--- EXCERPTED TEXT Enclosed Below ---

Closed liyawang closed 8 years ago
Workflow detail implementations
An example Galaxy workflow for RNA-seq diff analysis: Link: http://www.myexperiment.org/workflows/4126.html
Divide developments into three parts: 1.Running the workflow in the backend Run each app once and results are archived to brie, inputs-outputs connections are built by "dragging". And the archived path, app info, parameters, inputs are saved to the job's json file (.err). Examples that run very fast with a few apps:
a.The script needs to read each job json for job submission (constructing a workflow json?) b.The script needs to decide when a job can be submitted if dependency is clear (every 5 minutes?) c.The script needs to perform job submission in a loop without archiving intermediate results d.The script needs to replace 'archieved path' with 'Agave path' on brie7 for inputs e.The script needs to rename outputs from each step (step1.a.txt, step2.a.txt) and move them to the folder of last job before archiving all outputs of the workflow back to brie (delete all previous folders? what if failed in the middle? How about repeated used inputs? Will enforce order of apps in a workflow simplify coding)
2.Example workflow Bring up an interface to display default parameters for all apps used in the workflow one by one. allow user to modify inputs and parameters before submitting the workflow. For chained inputs, user can not modify them and they will be displayed as 'step1.maker.gff.gz', etc.

--- End of Enclosed EXCERPTED TEXT ---

#### [ACTIVITIES]
1. Reproduce the workflow implementation notes, everything from "2.Example workflow Bring" down to "as 'step1.maker.gff.gz', etc.".
2. Write what comes next in the workflow implementation notes, starting after their last sentence.
The material after this point is separate from the workflow implementation notes.

--- DATA BELOW Enclosed Below ---

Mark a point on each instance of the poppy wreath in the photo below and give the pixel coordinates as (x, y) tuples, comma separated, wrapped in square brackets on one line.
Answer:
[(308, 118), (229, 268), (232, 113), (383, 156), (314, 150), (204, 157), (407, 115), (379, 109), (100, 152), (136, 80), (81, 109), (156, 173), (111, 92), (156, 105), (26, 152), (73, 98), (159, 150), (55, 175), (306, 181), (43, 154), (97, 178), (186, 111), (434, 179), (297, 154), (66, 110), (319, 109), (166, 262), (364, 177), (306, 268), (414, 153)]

--- End of Enclosed DATA BELOW ---

#### [EXERCISE RESULTS]
1.
2.Example workflow Bring up an interface to display default parameters for all apps used in the workflow one by one. allow user to modify inputs and parameters before submitting the workflow. For chained inputs, user can not modify them and they will be displayed as 'step1.maker.gff.gz', etc.

2.
3.Building a workflow An interface to add steps from history a.Display 5 steps window in the center panel but workflow can be constructed with less than 5 steps b.User can add more steps (fields) to the workflow form c.User can drag a job from the history panel to the workflow field (inputs-outputs matching is done automatically by 'dragging') d.User can construct the workflow, download it, upload it, and run it (a workflow json? need user to log in?)
Workflow ideas (Change output link to): http://data.sciapps.org/results/test/readme.txt?jobid=n
jobid start from 1, 2, … (on the right column) appid,inutid1, inputid2, that generated the output can be retrieved from the jobid outputs are unique with jobid and output filename assuming output names are always the same no matter how inputs are changed for any app a workflow page will be built for constructing an automatic workflow all steps have been running at least once can delete nodes (failed analysis repeated later, no emergent) can save can run (archiving to brie so not need to modify agave job submission) can bring up used inputs and parameters for modification (parameter sweep)
Here is a four steps workflow: GLM --> AdjustP --> XYPlot1 ....................................................|--> XYPlot2 (not dependent on AdjustP)
Output folders: GLM: http://data.sciapps.org/results/glm-tassel-5-1-23-0fJGkCBl8B/ AdjustP: http://data.sciapps.org/results/adjustpvalue-0-0-1-Tx0ryhviOK/ XYPlot1: http://data.sciapps.org/results/xyplot-0-0-2-wyGcfBpaoL/ XYPlot2: http://data.sciapps.org/results/xyplot-0-0-2-O9ULw4qog4/
One thing we ignored before is that Agave might fail for whatever reasons. So the workflow engine will need to check outputs (possible to do?) and re-submit the job if failed.